Dataset extract:
########

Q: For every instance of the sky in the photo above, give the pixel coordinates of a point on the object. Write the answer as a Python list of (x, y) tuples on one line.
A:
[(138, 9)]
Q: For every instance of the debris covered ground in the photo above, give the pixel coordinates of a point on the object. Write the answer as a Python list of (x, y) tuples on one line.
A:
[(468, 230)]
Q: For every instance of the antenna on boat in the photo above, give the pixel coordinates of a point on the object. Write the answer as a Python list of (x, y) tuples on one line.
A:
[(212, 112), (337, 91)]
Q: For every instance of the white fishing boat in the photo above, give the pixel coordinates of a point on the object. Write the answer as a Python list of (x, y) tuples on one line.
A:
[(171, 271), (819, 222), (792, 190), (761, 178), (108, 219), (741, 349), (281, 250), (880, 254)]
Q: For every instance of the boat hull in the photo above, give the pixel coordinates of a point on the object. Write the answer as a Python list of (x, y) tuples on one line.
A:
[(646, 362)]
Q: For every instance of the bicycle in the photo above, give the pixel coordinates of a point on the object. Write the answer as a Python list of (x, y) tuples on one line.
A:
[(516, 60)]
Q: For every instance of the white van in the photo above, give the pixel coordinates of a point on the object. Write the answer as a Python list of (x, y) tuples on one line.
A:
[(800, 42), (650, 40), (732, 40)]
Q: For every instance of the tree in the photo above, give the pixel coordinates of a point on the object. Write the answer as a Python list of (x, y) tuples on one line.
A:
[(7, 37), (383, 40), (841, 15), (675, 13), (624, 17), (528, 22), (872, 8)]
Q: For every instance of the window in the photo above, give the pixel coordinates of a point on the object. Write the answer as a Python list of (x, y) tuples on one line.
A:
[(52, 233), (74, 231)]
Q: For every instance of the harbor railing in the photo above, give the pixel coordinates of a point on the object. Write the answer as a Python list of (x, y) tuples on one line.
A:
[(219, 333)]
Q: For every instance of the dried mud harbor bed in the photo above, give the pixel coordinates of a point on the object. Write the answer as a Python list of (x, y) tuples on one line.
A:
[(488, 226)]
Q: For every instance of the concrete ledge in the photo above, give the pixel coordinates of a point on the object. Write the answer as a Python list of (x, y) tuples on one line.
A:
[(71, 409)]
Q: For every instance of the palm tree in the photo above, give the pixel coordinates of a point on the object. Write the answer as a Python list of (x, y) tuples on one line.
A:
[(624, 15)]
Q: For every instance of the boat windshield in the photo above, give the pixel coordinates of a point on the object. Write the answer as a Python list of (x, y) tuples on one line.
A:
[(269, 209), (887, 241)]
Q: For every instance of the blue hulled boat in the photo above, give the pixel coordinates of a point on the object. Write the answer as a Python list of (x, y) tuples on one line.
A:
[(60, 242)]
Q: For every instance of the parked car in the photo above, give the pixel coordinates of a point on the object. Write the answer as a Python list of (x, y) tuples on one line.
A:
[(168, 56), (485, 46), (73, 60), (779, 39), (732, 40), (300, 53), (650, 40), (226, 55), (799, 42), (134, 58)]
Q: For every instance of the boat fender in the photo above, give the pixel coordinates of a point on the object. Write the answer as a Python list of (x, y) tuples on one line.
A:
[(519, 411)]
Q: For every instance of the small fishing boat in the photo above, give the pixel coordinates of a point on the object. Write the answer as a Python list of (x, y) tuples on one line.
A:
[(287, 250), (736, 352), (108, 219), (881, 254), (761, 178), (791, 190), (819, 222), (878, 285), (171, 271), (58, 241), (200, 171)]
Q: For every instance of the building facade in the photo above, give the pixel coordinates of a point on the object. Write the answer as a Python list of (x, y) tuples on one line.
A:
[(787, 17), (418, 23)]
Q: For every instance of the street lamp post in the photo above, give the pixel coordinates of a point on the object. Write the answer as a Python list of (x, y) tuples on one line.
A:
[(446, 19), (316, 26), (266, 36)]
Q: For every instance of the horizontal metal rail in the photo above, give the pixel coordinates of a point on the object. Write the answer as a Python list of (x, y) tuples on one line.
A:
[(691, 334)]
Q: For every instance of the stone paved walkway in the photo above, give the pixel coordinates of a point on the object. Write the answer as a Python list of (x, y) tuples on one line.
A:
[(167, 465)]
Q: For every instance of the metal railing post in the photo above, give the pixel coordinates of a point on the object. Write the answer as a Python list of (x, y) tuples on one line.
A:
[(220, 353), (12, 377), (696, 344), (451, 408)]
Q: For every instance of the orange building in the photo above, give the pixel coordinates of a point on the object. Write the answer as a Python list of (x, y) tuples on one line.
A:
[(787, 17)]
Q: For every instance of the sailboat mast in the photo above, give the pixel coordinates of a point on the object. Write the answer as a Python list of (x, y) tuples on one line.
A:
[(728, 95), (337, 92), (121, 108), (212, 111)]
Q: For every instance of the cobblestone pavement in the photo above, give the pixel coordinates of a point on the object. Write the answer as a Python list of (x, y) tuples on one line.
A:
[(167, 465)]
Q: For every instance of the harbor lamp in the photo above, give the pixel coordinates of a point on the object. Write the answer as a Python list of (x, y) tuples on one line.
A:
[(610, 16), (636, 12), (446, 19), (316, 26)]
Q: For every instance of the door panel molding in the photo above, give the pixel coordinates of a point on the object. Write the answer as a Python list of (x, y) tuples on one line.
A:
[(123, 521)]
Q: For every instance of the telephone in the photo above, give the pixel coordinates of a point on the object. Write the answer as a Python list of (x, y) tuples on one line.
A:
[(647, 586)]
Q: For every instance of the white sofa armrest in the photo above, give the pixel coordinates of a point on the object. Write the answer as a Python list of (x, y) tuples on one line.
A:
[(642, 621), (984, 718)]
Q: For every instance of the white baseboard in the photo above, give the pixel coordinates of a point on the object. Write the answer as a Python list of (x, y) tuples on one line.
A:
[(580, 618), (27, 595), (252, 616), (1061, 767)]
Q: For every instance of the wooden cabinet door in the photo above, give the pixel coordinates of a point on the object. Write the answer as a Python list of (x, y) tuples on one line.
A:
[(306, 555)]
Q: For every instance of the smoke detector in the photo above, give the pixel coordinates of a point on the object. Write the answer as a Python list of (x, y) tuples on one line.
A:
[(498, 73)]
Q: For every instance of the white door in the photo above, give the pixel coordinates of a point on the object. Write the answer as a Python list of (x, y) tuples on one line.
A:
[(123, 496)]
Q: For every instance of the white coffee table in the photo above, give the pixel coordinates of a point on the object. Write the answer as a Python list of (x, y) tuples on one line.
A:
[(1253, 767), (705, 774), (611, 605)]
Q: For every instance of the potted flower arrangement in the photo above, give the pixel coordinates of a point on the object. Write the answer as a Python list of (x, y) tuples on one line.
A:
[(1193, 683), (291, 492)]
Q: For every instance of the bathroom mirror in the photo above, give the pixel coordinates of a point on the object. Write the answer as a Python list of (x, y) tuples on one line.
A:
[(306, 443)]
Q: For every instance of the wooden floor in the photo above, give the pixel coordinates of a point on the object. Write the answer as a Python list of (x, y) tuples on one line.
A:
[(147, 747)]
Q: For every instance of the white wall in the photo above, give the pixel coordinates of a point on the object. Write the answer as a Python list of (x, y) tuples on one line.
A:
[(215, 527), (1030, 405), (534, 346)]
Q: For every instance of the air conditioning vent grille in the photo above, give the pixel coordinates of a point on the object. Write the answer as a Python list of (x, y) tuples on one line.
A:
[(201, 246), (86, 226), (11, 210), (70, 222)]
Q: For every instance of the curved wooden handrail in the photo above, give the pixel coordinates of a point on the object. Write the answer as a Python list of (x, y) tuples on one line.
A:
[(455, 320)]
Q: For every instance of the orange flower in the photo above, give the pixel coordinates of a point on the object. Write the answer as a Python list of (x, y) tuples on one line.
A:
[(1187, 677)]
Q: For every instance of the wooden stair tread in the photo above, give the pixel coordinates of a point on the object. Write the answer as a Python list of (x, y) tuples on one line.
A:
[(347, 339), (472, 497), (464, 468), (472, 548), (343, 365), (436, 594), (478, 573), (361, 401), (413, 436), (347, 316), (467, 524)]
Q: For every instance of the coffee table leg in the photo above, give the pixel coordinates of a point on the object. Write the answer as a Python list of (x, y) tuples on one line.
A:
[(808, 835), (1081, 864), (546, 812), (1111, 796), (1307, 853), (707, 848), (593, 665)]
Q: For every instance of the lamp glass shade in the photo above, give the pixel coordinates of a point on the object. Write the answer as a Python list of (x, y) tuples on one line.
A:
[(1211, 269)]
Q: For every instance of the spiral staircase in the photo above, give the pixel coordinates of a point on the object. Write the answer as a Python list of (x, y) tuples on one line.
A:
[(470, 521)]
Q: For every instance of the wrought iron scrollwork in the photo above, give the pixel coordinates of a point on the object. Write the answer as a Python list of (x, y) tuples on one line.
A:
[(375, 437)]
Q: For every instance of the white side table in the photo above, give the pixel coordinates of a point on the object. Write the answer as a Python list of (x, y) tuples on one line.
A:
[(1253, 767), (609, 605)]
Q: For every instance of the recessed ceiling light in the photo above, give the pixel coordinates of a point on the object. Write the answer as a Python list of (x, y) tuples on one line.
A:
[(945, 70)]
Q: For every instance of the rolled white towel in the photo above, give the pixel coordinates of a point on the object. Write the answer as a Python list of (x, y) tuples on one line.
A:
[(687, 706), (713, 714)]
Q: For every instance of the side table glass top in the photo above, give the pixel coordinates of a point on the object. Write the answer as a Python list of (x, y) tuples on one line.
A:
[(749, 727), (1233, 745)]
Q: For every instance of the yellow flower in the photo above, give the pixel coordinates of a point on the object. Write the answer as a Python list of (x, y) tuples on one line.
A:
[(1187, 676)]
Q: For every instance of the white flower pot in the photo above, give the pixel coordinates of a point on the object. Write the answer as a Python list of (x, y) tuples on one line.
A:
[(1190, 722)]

########

Prompt: Copy the rows out again, requests included, starting at the line that has "Q: For every instance of the white baseboard" and stopping after the line that has "[(1253, 767), (705, 774), (611, 605)]". Shift each coordinate in the answers by adding 19 to every number.

Written solution:
Q: For every instance of the white baseboard in the photo above, give the pixel coordinates of a point on the object. Write the answer as a Python list of (x, y) tuples on one line.
A:
[(599, 637), (46, 614), (271, 635), (1080, 786)]
Q: For every instance of the wooden cabinet door in the photo above, give the pixel coordinates of a point on the object. Write the answer as a Python list of (x, y) tuples on one line.
A:
[(325, 574)]
Q: For every instance of the smoke detector in the photo above, give the pixel coordinates of a point on the object. Write the answer as a Python list of (x, y) tuples on one line.
A:
[(517, 92)]
Q: For every instance of the white door in the photo above, give the pixel coordinates of a point on the object. Write the answer as a Python list of (x, y) tuples on one line.
A:
[(142, 515)]
Q: For every instance of the white coffee table in the photo above, give the pixel coordinates of a point on the object. Write the answer as a Python list of (x, y) tuples on one line.
A:
[(1272, 786), (724, 793), (630, 624)]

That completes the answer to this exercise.